Below are the entries. Set down exactly the line containing "Target: cascading water" and each line after it.

:: Data ::

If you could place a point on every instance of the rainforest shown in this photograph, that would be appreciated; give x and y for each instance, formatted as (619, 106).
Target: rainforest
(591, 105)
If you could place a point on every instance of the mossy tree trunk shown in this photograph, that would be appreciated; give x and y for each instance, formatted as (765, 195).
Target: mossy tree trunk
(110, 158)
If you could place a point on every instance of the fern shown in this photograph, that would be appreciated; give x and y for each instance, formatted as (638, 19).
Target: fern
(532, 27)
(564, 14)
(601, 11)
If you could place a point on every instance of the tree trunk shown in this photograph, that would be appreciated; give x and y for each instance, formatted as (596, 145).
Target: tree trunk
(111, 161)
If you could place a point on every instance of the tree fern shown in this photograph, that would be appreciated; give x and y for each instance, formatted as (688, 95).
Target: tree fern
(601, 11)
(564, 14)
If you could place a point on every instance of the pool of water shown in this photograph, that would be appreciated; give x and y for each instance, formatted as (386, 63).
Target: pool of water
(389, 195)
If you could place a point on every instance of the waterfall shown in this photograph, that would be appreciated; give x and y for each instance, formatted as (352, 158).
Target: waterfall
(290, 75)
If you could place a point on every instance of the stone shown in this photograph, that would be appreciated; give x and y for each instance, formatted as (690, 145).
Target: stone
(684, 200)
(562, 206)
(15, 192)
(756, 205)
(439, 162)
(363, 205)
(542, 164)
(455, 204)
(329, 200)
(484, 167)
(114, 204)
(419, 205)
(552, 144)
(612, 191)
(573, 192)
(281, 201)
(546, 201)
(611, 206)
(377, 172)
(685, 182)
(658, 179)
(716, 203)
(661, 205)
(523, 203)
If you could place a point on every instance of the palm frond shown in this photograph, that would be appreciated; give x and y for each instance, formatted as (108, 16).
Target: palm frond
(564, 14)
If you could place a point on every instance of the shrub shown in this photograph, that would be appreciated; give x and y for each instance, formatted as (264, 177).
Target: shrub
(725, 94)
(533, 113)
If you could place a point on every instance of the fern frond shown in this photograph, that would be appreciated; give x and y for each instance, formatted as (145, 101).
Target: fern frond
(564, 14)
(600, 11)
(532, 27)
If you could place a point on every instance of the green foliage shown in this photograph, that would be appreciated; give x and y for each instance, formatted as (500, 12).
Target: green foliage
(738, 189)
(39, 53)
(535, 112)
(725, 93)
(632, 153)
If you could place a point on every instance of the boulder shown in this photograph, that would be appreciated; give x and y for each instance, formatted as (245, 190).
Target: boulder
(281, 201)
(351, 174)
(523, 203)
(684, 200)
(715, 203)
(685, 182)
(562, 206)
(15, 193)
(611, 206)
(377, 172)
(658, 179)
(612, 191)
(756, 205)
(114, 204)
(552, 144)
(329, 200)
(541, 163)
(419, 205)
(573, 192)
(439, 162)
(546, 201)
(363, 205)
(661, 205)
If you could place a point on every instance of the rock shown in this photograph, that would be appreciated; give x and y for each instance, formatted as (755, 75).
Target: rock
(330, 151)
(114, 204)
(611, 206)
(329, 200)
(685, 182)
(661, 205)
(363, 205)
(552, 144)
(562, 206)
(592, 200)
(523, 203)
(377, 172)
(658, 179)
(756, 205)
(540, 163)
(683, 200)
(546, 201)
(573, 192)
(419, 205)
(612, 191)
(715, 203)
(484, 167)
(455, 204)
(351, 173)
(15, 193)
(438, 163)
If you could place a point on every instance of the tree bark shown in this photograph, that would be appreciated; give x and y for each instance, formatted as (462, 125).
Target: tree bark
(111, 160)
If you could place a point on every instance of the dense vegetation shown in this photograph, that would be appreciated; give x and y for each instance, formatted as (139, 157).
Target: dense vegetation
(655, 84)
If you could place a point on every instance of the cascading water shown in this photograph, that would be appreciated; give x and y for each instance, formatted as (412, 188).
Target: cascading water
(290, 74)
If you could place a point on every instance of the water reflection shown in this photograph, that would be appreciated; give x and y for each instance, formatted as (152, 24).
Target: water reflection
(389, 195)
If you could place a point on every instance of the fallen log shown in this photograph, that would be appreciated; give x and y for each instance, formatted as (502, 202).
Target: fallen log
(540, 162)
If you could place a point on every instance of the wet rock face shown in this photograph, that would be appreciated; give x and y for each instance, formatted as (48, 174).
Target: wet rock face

:::

* Written answer *
Target: cascading water
(290, 74)
If you could place a point on every instance of the water reflection shown in this photograph, that would be appreciated; give x and y for each instance, formatted as (152, 24).
Target: water reflection
(389, 195)
If you could place a point on every instance of the fallen log shown in this photograph, that would be appreciated; give x and y for each instance, formatted as (502, 202).
Target: fallen log
(540, 162)
If you could place a point on every instance of the wet rock face shown in this photograph, that would be appreciated; give x and y for each instance, formatted as (48, 174).
Target: wet rock face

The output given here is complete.